__Task details__:
Give the lines again exactly, from the one holding "Could you point out the grass" to the last line of the listing below, both ends included and nothing added.

__Supplied entries__:
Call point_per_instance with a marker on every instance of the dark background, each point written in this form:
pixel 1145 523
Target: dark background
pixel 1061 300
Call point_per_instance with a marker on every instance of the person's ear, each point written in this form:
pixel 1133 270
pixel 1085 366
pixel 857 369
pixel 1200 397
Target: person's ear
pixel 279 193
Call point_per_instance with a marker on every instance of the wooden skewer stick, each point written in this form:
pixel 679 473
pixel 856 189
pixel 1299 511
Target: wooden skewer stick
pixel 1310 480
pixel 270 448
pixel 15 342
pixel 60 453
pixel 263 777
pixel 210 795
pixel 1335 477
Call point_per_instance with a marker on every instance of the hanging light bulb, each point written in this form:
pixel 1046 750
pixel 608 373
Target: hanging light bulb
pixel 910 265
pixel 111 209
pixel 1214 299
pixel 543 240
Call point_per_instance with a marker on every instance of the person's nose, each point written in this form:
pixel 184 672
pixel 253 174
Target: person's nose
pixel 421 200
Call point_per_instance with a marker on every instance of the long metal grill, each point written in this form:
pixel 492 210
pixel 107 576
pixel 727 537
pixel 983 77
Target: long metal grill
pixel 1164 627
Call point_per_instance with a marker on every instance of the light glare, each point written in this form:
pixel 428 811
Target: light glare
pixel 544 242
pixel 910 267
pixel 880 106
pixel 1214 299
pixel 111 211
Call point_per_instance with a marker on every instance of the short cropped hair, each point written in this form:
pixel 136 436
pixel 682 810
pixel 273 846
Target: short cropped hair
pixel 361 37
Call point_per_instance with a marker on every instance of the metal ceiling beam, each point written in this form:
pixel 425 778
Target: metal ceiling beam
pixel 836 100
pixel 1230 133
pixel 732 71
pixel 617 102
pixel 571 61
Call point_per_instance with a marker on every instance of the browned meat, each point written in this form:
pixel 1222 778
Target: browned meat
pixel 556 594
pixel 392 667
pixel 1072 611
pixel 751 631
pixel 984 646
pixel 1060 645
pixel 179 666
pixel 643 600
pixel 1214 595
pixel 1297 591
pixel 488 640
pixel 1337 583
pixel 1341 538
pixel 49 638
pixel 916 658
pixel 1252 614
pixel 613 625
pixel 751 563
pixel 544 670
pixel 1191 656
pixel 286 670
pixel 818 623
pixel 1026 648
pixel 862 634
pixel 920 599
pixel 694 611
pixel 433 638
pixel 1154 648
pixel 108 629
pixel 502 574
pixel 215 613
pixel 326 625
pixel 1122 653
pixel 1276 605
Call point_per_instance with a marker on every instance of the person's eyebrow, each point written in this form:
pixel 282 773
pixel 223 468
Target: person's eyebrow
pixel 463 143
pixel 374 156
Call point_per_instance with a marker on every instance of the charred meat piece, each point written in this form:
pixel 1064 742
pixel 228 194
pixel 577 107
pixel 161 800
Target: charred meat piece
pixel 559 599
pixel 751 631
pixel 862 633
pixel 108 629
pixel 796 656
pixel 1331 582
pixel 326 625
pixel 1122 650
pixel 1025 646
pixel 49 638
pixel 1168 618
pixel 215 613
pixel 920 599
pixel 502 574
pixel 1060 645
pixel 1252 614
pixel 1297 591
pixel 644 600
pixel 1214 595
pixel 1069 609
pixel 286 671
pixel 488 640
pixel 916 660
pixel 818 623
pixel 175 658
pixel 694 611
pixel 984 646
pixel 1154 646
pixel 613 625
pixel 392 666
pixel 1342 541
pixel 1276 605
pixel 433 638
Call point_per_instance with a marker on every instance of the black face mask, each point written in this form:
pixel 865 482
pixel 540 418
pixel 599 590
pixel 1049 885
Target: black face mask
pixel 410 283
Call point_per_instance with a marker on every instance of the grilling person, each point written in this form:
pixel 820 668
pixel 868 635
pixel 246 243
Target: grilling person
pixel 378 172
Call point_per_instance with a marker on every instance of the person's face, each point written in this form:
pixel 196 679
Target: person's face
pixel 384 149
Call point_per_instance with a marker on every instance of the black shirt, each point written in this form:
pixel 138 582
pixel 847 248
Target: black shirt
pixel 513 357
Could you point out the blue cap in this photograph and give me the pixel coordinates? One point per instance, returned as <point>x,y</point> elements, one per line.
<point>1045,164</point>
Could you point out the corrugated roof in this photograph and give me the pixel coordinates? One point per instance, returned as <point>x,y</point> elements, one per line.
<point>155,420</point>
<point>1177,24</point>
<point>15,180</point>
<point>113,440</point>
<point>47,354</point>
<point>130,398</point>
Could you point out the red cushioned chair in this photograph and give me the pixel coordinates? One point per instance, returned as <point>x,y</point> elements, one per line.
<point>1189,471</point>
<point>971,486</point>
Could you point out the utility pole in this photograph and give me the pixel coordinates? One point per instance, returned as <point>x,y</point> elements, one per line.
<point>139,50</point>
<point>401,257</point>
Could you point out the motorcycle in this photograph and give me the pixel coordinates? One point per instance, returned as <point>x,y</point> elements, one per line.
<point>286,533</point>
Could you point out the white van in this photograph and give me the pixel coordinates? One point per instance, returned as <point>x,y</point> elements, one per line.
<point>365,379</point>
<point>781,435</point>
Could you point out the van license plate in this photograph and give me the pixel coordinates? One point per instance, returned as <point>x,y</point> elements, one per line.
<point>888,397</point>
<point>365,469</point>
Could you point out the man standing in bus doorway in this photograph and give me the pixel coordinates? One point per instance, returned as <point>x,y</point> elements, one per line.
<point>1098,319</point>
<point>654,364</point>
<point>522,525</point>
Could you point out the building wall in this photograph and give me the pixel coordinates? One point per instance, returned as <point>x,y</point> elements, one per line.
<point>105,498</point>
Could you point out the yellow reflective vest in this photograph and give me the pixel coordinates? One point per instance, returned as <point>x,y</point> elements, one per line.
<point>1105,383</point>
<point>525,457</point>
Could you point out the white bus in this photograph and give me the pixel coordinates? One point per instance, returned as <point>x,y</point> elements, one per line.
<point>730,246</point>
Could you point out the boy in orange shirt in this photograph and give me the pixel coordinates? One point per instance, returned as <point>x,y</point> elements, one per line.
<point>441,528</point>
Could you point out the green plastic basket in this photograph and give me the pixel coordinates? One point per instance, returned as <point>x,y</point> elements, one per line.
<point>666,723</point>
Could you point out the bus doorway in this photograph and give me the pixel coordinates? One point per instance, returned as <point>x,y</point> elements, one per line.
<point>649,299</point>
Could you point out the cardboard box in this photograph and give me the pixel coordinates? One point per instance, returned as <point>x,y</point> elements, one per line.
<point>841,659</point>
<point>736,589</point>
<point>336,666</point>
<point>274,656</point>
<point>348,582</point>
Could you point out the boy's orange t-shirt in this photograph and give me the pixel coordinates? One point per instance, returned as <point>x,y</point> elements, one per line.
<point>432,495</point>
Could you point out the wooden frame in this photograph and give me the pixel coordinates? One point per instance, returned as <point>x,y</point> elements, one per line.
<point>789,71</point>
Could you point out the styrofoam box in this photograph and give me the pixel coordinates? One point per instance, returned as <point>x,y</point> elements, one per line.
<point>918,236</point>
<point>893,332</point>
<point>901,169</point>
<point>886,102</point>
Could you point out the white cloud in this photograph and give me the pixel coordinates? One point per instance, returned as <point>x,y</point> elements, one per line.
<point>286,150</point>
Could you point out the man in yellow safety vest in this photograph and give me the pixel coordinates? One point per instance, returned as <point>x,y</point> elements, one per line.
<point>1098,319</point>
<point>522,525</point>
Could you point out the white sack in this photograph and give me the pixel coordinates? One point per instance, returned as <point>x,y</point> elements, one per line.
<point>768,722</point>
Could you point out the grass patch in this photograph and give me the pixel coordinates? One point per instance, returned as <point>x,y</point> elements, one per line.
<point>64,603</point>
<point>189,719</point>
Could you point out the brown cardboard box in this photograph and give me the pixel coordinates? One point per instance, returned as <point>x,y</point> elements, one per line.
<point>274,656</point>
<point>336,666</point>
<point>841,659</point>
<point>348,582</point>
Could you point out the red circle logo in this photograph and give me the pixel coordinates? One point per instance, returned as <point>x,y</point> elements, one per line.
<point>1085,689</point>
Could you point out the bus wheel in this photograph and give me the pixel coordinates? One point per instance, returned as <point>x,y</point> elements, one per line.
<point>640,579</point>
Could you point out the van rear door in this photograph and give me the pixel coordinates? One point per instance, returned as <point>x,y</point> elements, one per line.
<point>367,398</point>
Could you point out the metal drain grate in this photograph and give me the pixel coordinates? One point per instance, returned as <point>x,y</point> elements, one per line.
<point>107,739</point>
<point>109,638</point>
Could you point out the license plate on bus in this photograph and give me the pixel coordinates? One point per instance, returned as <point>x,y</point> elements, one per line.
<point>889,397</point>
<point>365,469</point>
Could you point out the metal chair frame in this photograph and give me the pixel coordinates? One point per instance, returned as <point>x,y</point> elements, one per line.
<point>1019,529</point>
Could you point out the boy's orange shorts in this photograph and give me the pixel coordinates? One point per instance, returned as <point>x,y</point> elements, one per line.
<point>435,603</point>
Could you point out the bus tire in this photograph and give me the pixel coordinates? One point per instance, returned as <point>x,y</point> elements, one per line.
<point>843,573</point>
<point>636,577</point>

__Task solution__:
Could you point out the grass patch in this photograph and give me the pixel coordinates? One point per instance, returned as <point>x,y</point> elements, one per line.
<point>64,603</point>
<point>189,719</point>
Could you point out the brown cardboard box in this photograph and give me the pixel coordinates? One point per instance, returned as <point>x,y</point> elements, one per line.
<point>274,656</point>
<point>336,666</point>
<point>841,659</point>
<point>348,582</point>
Could you point out the red circle logo in this photograph and give me the pixel coordinates? One point per instance, returned as <point>x,y</point> elements, one per line.
<point>1085,689</point>
Could you point out the bus wheel in this photograph and give me the pixel coordinates? One point per instance, returned as <point>x,y</point> elements, one per line.
<point>640,579</point>
Could you point out the van rear door in this photograph and give me the pixel coordinates? One point per instance, returned as <point>x,y</point> elements, one per line.
<point>367,398</point>
Could you point out the metal drain grate in this photograph and give me the pixel coordinates? One point per instance, returned as <point>x,y</point> elements, one per line.
<point>107,739</point>
<point>109,638</point>
Could you point out the license plate on bus in this photograph and give me the pixel coordinates? One point per instance, returned as <point>x,y</point> elements, one per line.
<point>889,397</point>
<point>365,469</point>
Could you point out the metal chair frame in this photograph and give me the pixel coordinates? One point per instance, returned as <point>x,y</point> elements, one per line.
<point>1019,529</point>
Could you point out the boy's orange shorts in this photograph and give me the pixel coordinates? One point per instance, returned as <point>x,y</point> elements, one per line.
<point>435,603</point>
Could you point out the bus tire in this photograph and give me the pixel coordinates? One point per instance, returned as <point>x,y</point> elements, one per line.
<point>843,573</point>
<point>636,577</point>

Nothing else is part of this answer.